## start Provided data

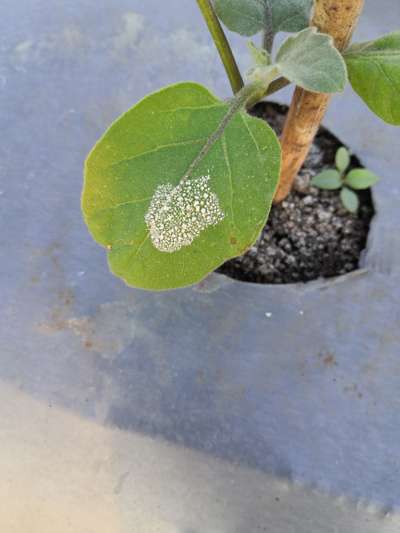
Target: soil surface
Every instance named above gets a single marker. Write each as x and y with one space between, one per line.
309 235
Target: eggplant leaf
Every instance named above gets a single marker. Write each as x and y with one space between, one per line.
167 212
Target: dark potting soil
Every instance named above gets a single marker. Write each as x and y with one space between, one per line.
309 235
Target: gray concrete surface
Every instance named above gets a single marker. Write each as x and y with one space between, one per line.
222 408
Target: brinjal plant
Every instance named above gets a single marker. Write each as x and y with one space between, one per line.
184 180
348 182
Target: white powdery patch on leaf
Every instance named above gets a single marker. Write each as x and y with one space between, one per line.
177 215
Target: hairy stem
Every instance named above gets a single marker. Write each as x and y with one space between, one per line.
245 98
221 42
268 37
277 85
338 18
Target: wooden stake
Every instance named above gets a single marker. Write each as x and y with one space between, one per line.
338 18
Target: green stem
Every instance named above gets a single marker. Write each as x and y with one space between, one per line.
245 98
268 37
221 42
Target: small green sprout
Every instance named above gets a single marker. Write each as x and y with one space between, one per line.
348 182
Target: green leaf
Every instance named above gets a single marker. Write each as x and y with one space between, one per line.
361 178
342 159
311 61
374 72
139 202
248 17
290 15
327 179
350 200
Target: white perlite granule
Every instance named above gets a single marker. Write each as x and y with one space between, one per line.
177 215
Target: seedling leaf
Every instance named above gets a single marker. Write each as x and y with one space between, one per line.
327 179
248 17
163 228
374 72
361 178
310 60
350 200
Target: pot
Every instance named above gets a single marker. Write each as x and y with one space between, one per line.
224 407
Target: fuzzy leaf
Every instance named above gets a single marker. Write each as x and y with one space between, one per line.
248 17
342 159
290 15
361 178
350 200
310 60
327 179
374 72
163 233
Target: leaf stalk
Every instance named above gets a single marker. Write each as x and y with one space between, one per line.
222 45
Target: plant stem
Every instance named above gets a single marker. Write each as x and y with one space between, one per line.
277 85
221 42
338 18
268 37
245 98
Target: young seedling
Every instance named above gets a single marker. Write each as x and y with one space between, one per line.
348 182
184 180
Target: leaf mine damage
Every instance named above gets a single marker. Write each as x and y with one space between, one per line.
177 215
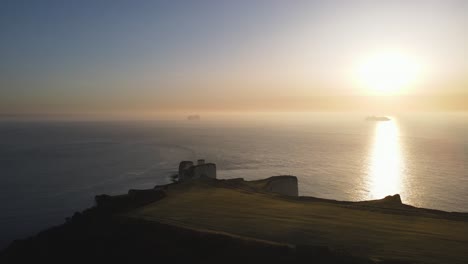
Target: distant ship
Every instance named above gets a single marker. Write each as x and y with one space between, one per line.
193 117
377 118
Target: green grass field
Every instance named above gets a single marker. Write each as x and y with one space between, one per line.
360 230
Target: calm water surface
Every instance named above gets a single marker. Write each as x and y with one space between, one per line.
48 170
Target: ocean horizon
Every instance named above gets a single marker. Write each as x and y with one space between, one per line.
51 169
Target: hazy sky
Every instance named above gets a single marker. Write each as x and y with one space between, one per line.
149 56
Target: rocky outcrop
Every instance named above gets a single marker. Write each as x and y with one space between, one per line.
392 199
187 170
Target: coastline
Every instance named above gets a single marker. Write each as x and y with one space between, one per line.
253 211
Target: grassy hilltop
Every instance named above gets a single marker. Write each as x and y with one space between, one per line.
232 221
384 229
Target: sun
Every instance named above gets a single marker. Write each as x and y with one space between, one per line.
388 73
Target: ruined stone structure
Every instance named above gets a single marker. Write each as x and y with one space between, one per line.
187 170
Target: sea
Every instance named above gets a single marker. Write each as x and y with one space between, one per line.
50 169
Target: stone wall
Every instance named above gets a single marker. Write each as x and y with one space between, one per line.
207 170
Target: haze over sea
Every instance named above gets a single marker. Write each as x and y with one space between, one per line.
51 169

## end Provided data

Directions for this task:
Rename "Target" to "Item" everywhere in the data above, and change nothing else. Leave the pictures out of your copy.

Correct result:
Item: soil surface
Every instance named above gets a single marker. Write each as x and y with one space between, one per line.
309 235
Item: eggplant leaf
Every instance named above gets a single marker. Write each as x and y with one space between, one per line.
167 212
Item: dark potting soil
Every instance named above gets a single marker. Write each as x and y with one space between, one per line.
309 235
Item: gray concrete surface
Every instance named above gets a single marker. Write each as x and y with one space between, one per line.
222 408
Item: brinjal plant
Every instance named above gets a single marker. Write each as x and y with one space between, one per line.
184 180
348 182
Item: white powdery patch on leaf
Every instance named above gets a single marker. Write each as x and y with one space between, one per line.
177 215
Item: hairy stem
Every instance named above gets a single marker. Write each as x and y with one space between, one per line.
245 98
221 42
268 37
277 85
338 18
Item: wooden stake
Every instance named above gets a single marker. Write each as x and y with one space between, one per line.
338 18
Item: green stem
Every instance named above gets a single marker. Write each as x and y with one space between, one per line.
245 98
268 37
221 42
Item: small green sprout
Every instance named above gets a single marker. Write each as x and y with one space between, one per line.
348 182
Item: green leaf
Every instance named above gets a single marker. Write each as x and y with one space between, one per line.
361 178
342 159
311 61
374 72
139 202
248 17
290 15
327 179
350 200
Item: white perlite granule
Every instance named above gets a single marker. Write each as x and y with one space between, one per line.
177 215
Item: seedling leaf
Every instance named above gets a single marker. Write each as x and y with one space between, one per line.
327 179
248 17
163 228
374 72
361 178
310 60
350 200
Item: pot
Every instance named above gets a single marker. Write each as x and y with one space between, one per line.
224 407
Item: fuzzy leaf
Every instance named above gets a single marker. Write each as x and y with one space between, one per line.
248 17
342 159
290 15
361 178
350 200
310 60
327 179
374 72
163 233
Item: leaf stalk
Every instance named above gets a single marker. Write each as x and y with one space between, one per line.
222 45
Item: plant stem
Every instance named above gets a single marker. Write each as x and y with one space between, one per line.
277 85
221 42
338 18
268 37
245 98
Item: young seedling
Every instance named above gets a single marker. Write each as x and y with one space between, one per line.
348 182
184 180
Item: leaf mine damage
Every instance named above gets a single marker. Write each as x and y with one space between, one per line.
177 215
Item: distant ship
Every instance named above gets a single marker. Write each as x and y with one space between, one per line.
193 117
377 118
Item: green grass field
Every instance named above gets a single marker. Write each as x and y with one space between, one per line.
360 230
Item: calm water surface
Every instance named above gets a single marker. Write each as x and y with one space between, one per line.
48 170
Item: ocean horizon
Every instance named above gets a single marker. Write each as x and y with one space between, one per line.
51 169
Item: hazy sky
Every instance named above gets a single marker. Write each as x and y with one space between, one per line.
149 56
Item: rocky outcrop
Every instance named above gets a single marker. Write each as x and y with one space between, one per line.
392 199
187 170
Item: coastline
Every instance named above gets a single marker. Write each as x and y with one space between, one per line.
253 211
Item: grassy hilltop
Every instance named above gets a single marker. Write each as x and y with one space between, one per line.
232 221
384 229
Item: sun
Every instance named above gets a single marker. Write each as x and y with one space between, one per line.
388 73
Item: ruined stone structure
Every instance named above gets a single marker. Write each as x and y with one space between, one per line.
187 170
Item: sea
Every instance named above gets a single marker. Write each as x and y with one space between, one per line.
50 169
Item: stone wall
Every instance named above gets a single marker. Write each as x and y with one space between, one per line.
207 170
Item: haze over sea
Every instance named above gets a single marker. Write each as x and y with one space between, one per line.
51 169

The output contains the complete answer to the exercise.